### Task prompt
An unchanged copy of each entry below is needed; keep the pictures out of it.
[Opening Given records section]
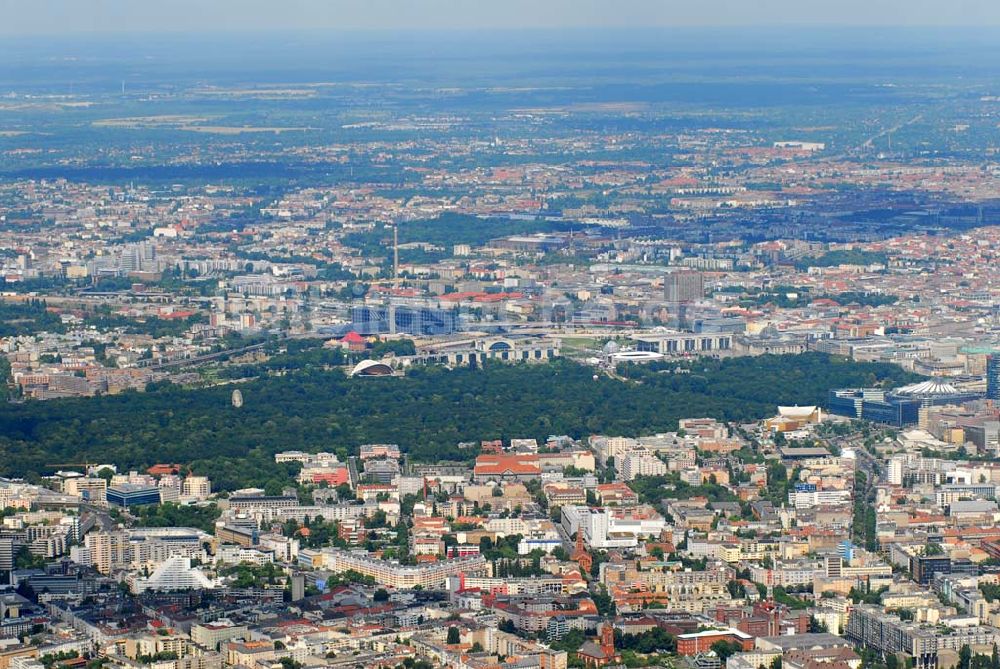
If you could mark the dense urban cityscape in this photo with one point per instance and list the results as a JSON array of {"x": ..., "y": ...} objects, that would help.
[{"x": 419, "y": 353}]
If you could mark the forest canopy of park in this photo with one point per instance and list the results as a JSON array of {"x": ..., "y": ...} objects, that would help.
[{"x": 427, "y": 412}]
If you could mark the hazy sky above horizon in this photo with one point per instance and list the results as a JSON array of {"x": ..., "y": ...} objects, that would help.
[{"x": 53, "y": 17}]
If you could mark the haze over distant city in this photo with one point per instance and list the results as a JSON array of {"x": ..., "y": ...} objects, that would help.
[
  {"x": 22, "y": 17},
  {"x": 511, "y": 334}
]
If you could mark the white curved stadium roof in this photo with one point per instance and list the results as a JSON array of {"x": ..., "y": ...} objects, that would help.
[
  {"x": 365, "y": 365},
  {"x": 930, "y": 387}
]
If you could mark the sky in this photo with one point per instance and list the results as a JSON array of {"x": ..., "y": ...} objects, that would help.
[Closing Given records section]
### Solution to this problem
If you could mark the dense urban cityscape in this photo with one point per instance and list the results as a JSON array of {"x": ..., "y": ...} objects, that would help.
[{"x": 419, "y": 353}]
If you could mark the forest canopy of park in this photo with one point per instance and list the results as a JSON array of {"x": ..., "y": ...} objects, that would help.
[{"x": 427, "y": 412}]
If you could mark the hazy sky above horizon in this photo with one point per instance and list the results as a JSON array of {"x": ..., "y": ...} objects, that would help.
[{"x": 53, "y": 17}]
If you could mark the haze over distant city in this photo with one point per instance and list the results as a JSON array of {"x": ..., "y": ...} objects, that would help.
[
  {"x": 22, "y": 17},
  {"x": 511, "y": 334}
]
If you could mark the white curved stadium roof in this photo with one point per instance and list the results as a JSON array of {"x": ..., "y": ...} objects, that would help.
[
  {"x": 365, "y": 365},
  {"x": 930, "y": 387}
]
If you could mark the sky in this photo with one point per instance and list the results as a JSON array of {"x": ..., "y": ...} objects, that would help.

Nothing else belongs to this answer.